> **What you need to do**
**A.** Translate this sentence from the essay on Gothard's teachings into Spanish: "I have never met him in person."
**B.** In the essay on Gothard's teachings, what does the writer name as the primary concern?

Well, I am not a victim of Mr. Gothard.  I have never met him in person.  I will leave it for God and others to judge Gothard’s personal life.  But, as one committed to “rightly dividing the word of truth,” (2 Timothy 2:15) I feel I must examine his teachings against Scripture.  I am familiar with his teachings. My church has hosted his seminars. I have had questions about his ideas and long before the Duggar family sexual molestation controversy put Gothard’s Advanced Training Institute in the spotlight.

My primary concern in this essay is with Gothard’s Scriptural hermeneutic and his theology, not his person.  There is some obvious overlap between the influence of his teachings, his behavior as a person and what he believes.  However, I prefer to stick as much to what is verifiable.  I do, as always, recommend looking for yourself rather than just take my word for it.  So I will give my perspective as an invitation to study for yourself and find the truth.

Gothard‘s teaching manipulates Scripture.

There are many different perspectives on Scripture and many opportunities to be wrong about what the Bible says.  I’ve made my share of mistakes when it comes to correctly understanding written texts.  I cannot fault a person for an occasional error in their interpretation and application of the Bible.  The Bible is a complex book and difficult to understand according to what is written in it:

“Bear in mind that our Lord’s patience means salvation, just as our dear brother Paul also wrote you with the wisdom that God gave him. He writes the same way in all his letters, speaking in them of these matters. His letters contain some things that are hard to understand, which ignorant and unstable people distort, as they do the other Scriptures, to their own destruction. (2 Peter 3:15-16 NIV)

> **Input data**

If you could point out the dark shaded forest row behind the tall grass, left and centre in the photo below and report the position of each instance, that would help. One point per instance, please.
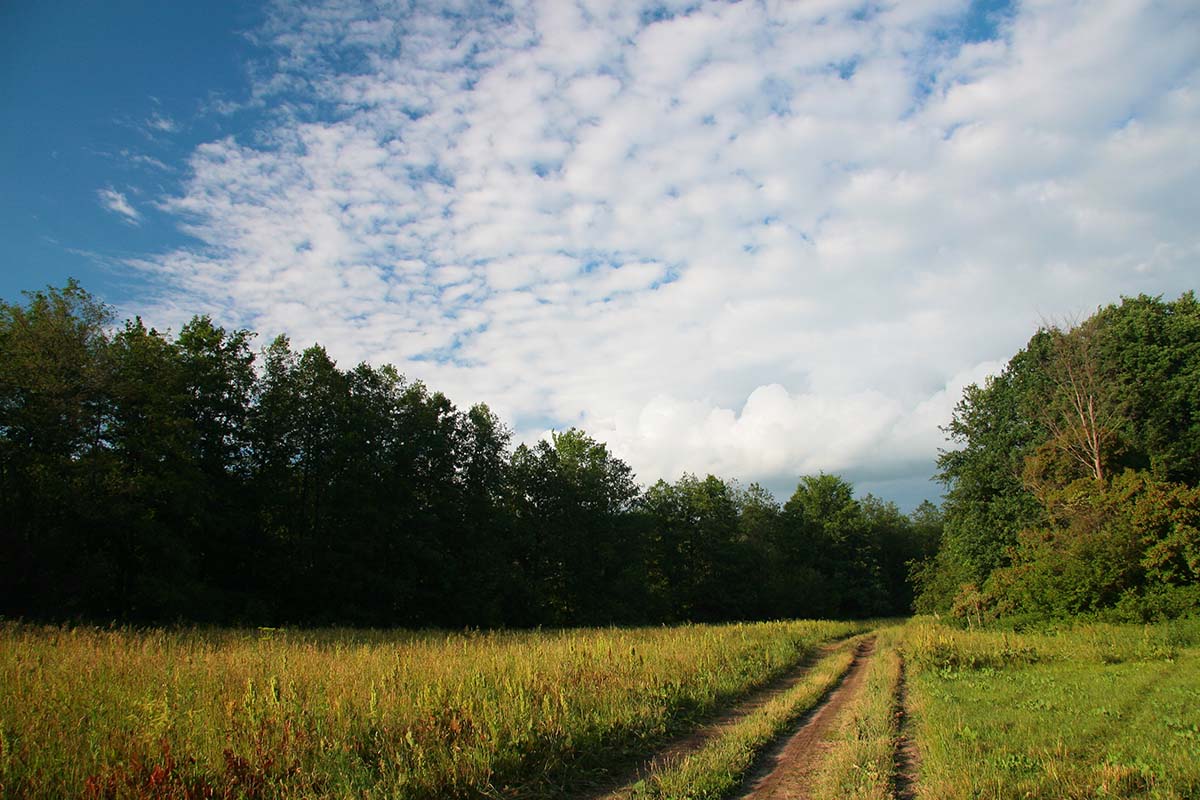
(158, 478)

> **Your responses**
**A.** Nunca lo he conocido en persona.

**B.** Gothard's Scriptural hermeneutic and his theology, not his person.